The display module 1250 is configured to comparatively display rendered image data of the three-dimensional model at the first pose and the to-be-positioned image data when receiving a comparison display instruction triggered by the user; or separately display rendered image data of the three-dimensional model at the first pose or the to-be-positioned image data when receiving a separate display instruction triggered by the user.
The calibration module 1260 is configured to extract a first multi-level feature of the to-be-positioned image data and a second multi-level feature of a planar image corresponding to the first point cloud data; and calibrate the first pose based on the first multi-level feature and the second multi-level feature to obtain a second pose. The multi-level feature indicates a feature combination obtained by undergoing feature extraction networks with different quantities of layers. The three-dimensional model database further includes image data corresponding to the point cloud data, and the image data indicates a planar image in the sampling region of the three-dimensional model for the site to which the to-be-positioned image data belongs.
In a possible example, the obtaining module 1210, the retrieval module 1220, the registration module 1230, the sampling module 1240, the display module 1250, and the calibration module 1260 may all be implemented by using software, or may be implemented by using hardware.
For example, the following uses the obtaining module 1210 as an example to describe an implementation of the obtaining module 1210. Similarly, for implementations of the retrieval module 1220, the registration module 1230, the sampling module 1240, the display module 1250, and the calibration module 1260, refer to the implementation of the obtaining module 1210.

Instructions ▸
- A) From the passage on positioning modules, reproduce the stretch from "In a possible" through "by using hardware.".
- B) Render this sentence from the passage on positioning modules in Spanish: "The multi-level feature indicates a feature combination obtained by undergoing feature extraction networks with different quantities of layers."

Position annotation records
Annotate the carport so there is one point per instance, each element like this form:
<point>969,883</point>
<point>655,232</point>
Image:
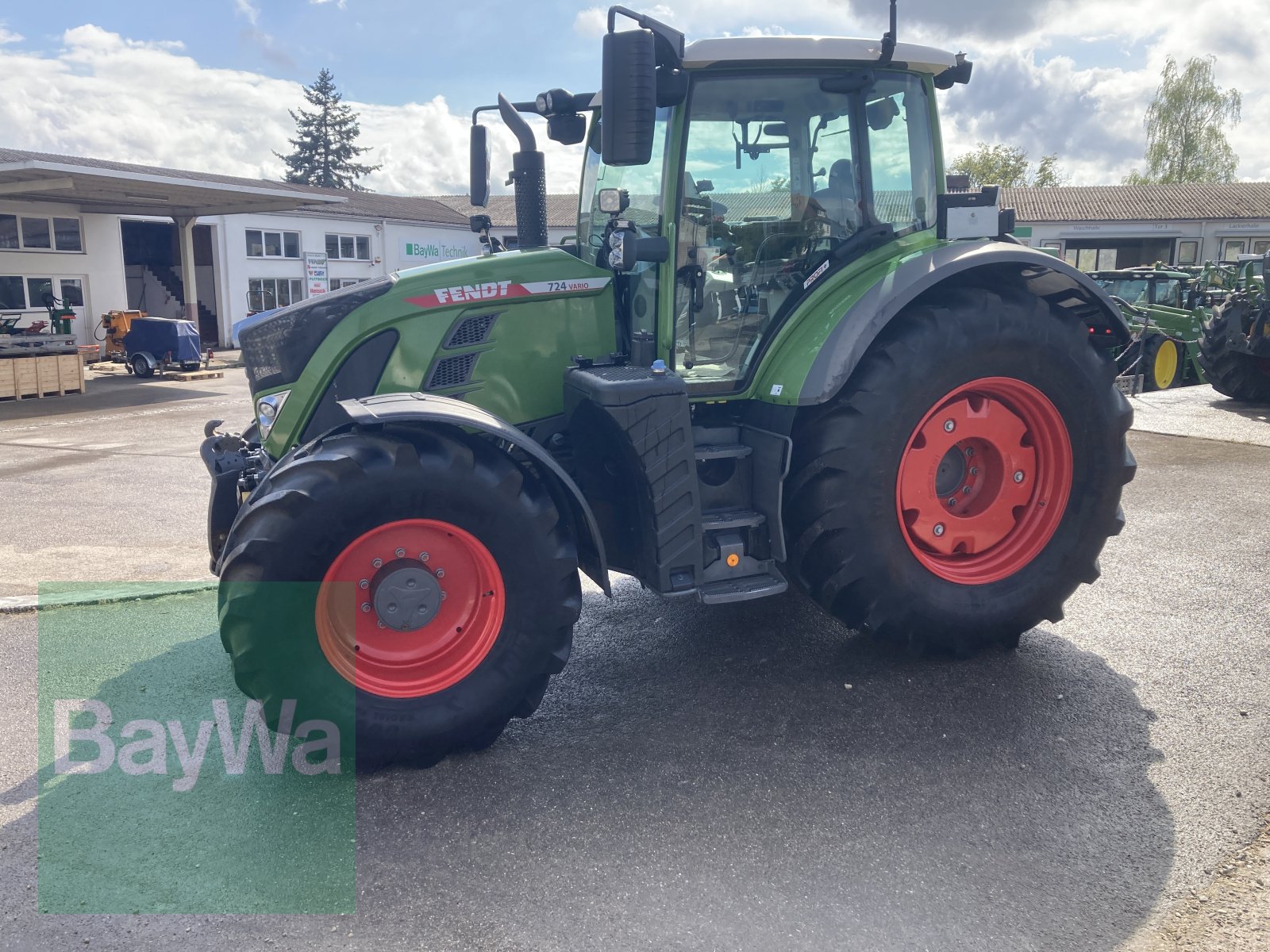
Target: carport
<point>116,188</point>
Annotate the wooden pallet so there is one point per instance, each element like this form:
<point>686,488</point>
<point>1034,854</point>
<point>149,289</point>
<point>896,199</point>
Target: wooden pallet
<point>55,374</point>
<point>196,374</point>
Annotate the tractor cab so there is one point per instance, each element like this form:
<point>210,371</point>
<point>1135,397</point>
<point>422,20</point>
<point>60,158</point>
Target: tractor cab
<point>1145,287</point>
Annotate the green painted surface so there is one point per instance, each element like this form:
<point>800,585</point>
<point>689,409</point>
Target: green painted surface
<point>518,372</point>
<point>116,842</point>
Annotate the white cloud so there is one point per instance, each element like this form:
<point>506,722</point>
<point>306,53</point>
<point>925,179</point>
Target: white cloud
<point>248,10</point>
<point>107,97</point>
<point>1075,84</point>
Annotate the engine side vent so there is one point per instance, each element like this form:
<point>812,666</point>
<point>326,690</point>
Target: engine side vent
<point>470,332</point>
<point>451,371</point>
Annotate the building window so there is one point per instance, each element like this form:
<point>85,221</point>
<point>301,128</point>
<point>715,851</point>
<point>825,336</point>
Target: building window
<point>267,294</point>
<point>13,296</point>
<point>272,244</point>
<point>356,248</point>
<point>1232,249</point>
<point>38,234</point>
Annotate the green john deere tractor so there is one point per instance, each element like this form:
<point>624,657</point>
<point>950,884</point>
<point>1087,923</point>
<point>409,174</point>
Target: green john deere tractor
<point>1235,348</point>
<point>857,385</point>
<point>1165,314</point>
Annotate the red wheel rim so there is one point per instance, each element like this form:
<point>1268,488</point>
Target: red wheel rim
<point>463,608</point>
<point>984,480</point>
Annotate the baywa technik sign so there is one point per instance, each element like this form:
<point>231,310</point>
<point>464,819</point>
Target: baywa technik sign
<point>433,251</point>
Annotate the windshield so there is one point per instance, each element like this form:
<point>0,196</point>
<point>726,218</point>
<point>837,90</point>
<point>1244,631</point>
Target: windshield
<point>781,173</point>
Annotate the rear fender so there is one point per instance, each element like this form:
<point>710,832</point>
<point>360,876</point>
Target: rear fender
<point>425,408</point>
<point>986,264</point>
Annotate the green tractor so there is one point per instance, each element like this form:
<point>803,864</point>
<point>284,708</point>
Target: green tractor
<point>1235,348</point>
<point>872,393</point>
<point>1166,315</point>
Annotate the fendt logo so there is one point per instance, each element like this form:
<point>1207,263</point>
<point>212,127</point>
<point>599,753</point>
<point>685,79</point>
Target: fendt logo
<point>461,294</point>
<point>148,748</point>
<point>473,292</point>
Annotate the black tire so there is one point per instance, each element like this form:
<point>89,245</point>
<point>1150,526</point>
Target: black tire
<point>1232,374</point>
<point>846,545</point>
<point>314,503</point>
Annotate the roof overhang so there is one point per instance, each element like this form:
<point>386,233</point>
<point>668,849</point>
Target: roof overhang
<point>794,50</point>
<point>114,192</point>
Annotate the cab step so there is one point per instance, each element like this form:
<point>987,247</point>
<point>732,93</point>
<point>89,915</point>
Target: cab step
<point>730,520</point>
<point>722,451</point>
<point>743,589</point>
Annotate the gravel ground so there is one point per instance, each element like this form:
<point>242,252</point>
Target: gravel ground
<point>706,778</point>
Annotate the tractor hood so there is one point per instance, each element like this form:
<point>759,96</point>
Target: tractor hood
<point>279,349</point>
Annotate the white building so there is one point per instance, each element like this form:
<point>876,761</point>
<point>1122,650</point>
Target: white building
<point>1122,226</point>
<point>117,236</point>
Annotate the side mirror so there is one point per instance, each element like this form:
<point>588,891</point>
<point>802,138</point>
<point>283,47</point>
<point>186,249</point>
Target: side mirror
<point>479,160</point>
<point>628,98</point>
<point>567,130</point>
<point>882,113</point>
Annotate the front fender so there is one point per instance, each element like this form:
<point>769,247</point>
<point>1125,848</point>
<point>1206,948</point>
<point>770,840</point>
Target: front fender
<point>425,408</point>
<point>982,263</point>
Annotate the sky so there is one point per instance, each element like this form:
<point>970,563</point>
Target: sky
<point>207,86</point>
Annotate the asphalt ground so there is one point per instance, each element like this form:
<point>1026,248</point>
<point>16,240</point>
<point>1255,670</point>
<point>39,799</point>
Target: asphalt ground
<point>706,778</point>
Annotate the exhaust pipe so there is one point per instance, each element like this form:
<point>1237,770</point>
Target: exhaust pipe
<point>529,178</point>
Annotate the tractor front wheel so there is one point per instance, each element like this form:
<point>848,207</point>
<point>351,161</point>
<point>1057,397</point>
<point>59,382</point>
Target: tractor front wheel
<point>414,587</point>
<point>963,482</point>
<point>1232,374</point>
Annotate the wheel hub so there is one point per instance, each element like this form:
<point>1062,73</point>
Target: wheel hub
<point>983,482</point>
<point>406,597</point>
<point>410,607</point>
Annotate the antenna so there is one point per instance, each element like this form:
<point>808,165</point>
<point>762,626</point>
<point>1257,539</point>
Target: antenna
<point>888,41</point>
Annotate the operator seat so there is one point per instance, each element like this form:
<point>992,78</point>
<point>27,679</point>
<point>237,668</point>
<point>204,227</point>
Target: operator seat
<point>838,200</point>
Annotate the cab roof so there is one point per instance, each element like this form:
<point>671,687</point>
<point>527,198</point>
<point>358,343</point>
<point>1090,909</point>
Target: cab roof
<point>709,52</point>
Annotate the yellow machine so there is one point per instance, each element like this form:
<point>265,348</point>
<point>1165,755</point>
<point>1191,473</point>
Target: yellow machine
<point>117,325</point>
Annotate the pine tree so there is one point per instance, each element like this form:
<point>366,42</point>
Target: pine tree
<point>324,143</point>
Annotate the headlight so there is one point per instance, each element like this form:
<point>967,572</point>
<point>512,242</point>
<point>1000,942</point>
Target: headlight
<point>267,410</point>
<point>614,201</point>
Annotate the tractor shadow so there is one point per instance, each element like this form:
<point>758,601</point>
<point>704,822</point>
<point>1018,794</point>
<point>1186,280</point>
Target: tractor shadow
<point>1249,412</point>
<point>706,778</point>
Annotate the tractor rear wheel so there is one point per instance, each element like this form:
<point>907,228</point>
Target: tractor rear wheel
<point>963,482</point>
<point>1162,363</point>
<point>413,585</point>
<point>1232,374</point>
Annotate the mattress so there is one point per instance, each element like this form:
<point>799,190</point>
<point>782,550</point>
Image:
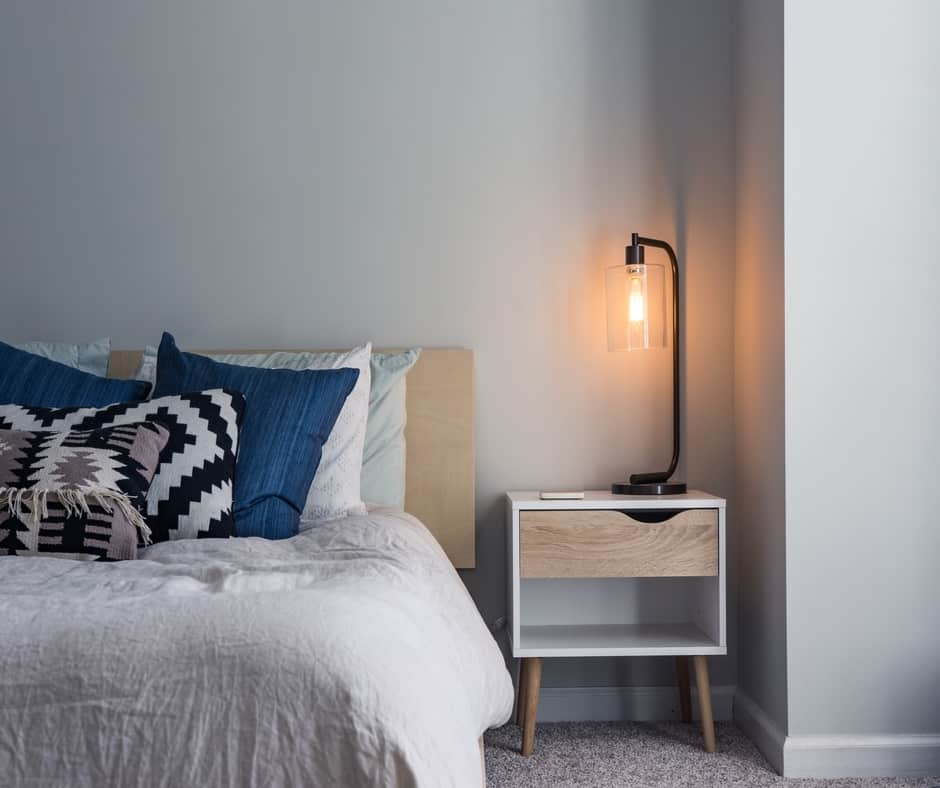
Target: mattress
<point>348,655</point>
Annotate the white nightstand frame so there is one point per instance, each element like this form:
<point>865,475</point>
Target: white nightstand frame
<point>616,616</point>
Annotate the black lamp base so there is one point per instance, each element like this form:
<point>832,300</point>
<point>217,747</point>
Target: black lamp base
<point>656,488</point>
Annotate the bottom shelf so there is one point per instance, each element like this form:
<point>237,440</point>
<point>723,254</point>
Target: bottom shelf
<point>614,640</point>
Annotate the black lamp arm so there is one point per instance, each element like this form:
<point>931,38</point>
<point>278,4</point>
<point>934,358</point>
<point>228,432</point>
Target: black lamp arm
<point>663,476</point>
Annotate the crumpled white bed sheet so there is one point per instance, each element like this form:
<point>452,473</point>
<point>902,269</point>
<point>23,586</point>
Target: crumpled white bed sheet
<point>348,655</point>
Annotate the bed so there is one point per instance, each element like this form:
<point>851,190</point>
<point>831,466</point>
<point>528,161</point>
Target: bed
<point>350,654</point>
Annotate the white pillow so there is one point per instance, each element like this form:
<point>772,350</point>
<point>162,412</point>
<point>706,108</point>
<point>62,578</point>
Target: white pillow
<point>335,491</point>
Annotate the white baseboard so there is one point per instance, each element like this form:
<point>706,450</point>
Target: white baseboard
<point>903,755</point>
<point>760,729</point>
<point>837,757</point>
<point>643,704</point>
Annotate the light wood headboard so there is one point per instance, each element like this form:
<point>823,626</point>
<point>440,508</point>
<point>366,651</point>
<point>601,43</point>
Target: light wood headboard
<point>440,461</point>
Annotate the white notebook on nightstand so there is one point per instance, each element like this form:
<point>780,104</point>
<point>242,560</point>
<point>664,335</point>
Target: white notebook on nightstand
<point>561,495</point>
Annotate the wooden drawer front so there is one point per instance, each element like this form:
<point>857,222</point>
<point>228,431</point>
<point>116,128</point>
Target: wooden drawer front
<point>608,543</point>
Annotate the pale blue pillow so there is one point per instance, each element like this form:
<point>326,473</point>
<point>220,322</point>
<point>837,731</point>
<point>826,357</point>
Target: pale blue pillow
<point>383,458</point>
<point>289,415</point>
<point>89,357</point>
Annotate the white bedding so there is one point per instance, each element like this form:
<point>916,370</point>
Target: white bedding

Answers for this exercise ▸
- A)
In a possible example, the obtaining module 1210, the retrieval module 1220, the registration module 1230, the sampling module 1240, the display module 1250, and the calibration module 1260 may all be implemented by using software, or may be implemented by using hardware.

- B) La característica multinivel indica una combinación de características obtenida al pasar por redes de extracción de características con diferentes cantidades de capas.